The reply should contain all the data below, repeated exactly, and none of the images.

##### GIVEN DATA #####

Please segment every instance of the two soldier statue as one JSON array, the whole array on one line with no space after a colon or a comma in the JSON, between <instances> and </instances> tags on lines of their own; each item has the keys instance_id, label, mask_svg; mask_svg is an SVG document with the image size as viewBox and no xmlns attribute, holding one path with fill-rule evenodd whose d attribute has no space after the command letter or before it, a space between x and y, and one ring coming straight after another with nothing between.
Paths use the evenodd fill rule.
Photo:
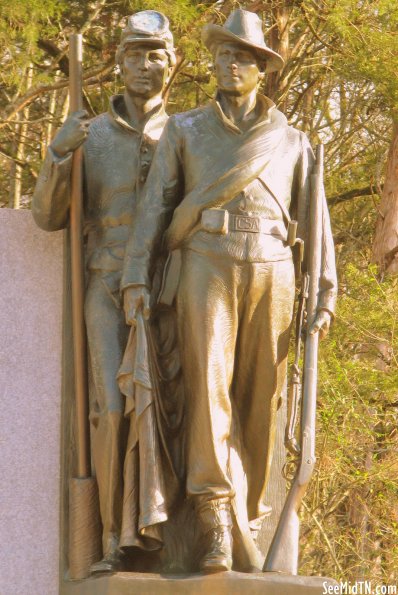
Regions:
<instances>
[{"instance_id":1,"label":"two soldier statue","mask_svg":"<svg viewBox=\"0 0 398 595\"><path fill-rule=\"evenodd\" d=\"M264 494L284 398L293 246L309 234L314 156L306 136L258 93L283 60L265 44L257 15L235 10L223 26L206 26L203 42L217 94L168 118L168 20L156 11L131 16L116 54L124 93L93 120L84 111L68 117L33 198L40 227L68 225L72 154L83 145L84 307L103 530L93 573L128 569L131 548L161 548L162 525L181 497L200 529L201 571L261 569L255 539L272 514ZM308 333L323 336L336 298L325 206L321 227ZM304 268L306 258L304 250ZM170 337L177 346L160 361ZM177 433L175 418L183 420Z\"/></svg>"}]
</instances>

#####

TASK ANSWER:
Please segment every instance of the two soldier statue as one JSON array, the whole array on one line with no space after a colon or a comma in the JSON, between <instances> and </instances> tags on lines of their own; each item has the keys instance_id, label, mask_svg; mask_svg is an SVG document with the image size as viewBox and no xmlns attribute, holding one path with fill-rule evenodd whose d attribute has no space after the command letter or before it, a space between x and y, and one ring coming straight after another with nothing between.
Paths use the evenodd fill rule.
Photo:
Regions:
<instances>
[{"instance_id":1,"label":"two soldier statue","mask_svg":"<svg viewBox=\"0 0 398 595\"><path fill-rule=\"evenodd\" d=\"M264 494L284 398L293 246L309 234L314 156L306 136L258 93L283 60L265 44L257 15L235 10L223 26L206 26L203 42L217 94L168 118L168 20L156 11L131 16L116 54L124 93L93 120L84 111L68 117L33 198L40 227L68 225L72 154L83 145L84 307L103 530L93 573L128 569L131 548L161 548L162 525L181 497L200 529L201 571L261 569L255 539L272 514ZM308 333L323 336L336 298L325 206L321 227ZM304 268L306 258L304 250ZM170 337L177 346L160 361ZM177 433L175 418L183 420Z\"/></svg>"}]
</instances>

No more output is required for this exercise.